### Prompt 1:
Say whether each statement agrees with the text on the KR Enterprise amplifier. Answer yes or no and quote the deciding words of the text. (a) KR Enterprise builds the tubes used in its own amplifiers. (b) The 300BXS is rated at 25W in class-A. (c) At the 1999 International CES, the VT8000s were shown driving Audio Physic Virgo speakers.

### Extract provided:

_ _ _

KR Enterprise VT8000 MK monoblock power amplifier

Based in the Czech Republic, KR Enterprise is headed by an occasionally gruff Dr. Riccardo Kron and his American-born wife, Eunice, who operate the company out of a partially abandoned factory that was once part of the state-owned Tesla High Vacuum Technology facility in Prague. The Swiss-funded company is unique in that it manufactures both amplifiers and the tubes that power them. KR's tubes have found favor with other amplifier makers as well—especially the 300BXS, electrically identical to a standard 300B but rated at 25W in class-A.

Dr. Kron is driven to build tubes that are not replicas of old models, but new designs that, while electrically similar to the old ones, are capable of uniform performance, higher output and longer life. He's also come up with a very new kind of tube, the "vacuum transducer."

How often does someone come along claiming to have built something new and totally unique in a vacuum tube? Dr. Kron claims just that for his "vacuum transducer," and he's not shy about proclaiming the superiority of it or, indeed, the other tubes he manufactures.

The first KR amp I heard was the smaller VT600 MK, a single-ended "vacuum transistor" monoblock rated at 25W class-A RMS. Jeremy Bryan, who at that imported the Danish Bow Technology line, brought a pair over for me to hear, along with the BowTech ZZ-8 CD player that I subsequently reviewed in the August 1998 issue of Stereophile. I was stunned by the amplifier's vanishingly open, natural sound, and the prodigious power emanating from the single vacuum transistor output tube. But where was the bass? Clearly it wasn't the amp for the Audio Physic Virgo speakers.

At the 1999 International CES the Krons were showing the much more powerful, much more expensive ($25,000/pair) VT8000s driving a pair of large Von Schweikert speakers. The sound was, to my ears, among the best, if not the best at the Show—particularly impressive given that the room was one of the smaller shoeboxes.

_ _ _

### Extracted information:
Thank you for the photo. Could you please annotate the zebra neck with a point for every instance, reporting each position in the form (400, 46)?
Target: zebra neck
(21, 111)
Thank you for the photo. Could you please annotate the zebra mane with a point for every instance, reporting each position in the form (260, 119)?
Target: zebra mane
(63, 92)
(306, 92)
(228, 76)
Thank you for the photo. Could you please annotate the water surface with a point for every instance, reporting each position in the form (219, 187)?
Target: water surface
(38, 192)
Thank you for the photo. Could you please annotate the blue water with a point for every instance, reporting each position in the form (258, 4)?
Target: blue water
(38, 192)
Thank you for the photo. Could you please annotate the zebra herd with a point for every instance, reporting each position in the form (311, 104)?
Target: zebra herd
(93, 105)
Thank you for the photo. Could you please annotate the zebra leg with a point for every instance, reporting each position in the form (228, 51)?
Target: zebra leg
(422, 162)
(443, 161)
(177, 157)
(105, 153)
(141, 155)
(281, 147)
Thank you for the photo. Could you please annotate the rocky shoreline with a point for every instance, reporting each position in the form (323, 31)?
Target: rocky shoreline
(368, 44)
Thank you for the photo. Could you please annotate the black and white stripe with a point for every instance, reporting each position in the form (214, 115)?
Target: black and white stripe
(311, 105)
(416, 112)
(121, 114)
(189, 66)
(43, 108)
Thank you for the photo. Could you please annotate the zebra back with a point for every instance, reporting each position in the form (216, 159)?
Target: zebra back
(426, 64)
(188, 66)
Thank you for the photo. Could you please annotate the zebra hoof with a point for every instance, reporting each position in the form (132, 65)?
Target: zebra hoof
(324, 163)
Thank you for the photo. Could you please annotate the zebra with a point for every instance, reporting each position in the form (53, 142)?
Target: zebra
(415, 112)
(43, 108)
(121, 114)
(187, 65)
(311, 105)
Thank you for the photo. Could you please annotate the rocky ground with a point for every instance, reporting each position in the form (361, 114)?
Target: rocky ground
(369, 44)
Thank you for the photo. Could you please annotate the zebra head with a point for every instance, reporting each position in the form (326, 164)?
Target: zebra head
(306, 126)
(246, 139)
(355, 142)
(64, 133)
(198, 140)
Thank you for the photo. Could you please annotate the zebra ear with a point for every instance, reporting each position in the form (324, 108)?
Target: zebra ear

_ _ _

### Prompt 2:
Quote the rows word for word, starting at the line that contains "form (324, 108)?" and ending at the last line of the rows, with both ends included.

### Complete response 1:
(a) Yes: "it manufactures both amplifiers and the tubes that power them"
(b) Yes: "rated at 25W in class-A"
(c) No: "driving a pair of large Von Schweikert speakers"

### Complete response 2:
Thank you for the photo. Could you please annotate the zebra ear with a point for every instance, reporting each position in the form (324, 108)?
Target: zebra ear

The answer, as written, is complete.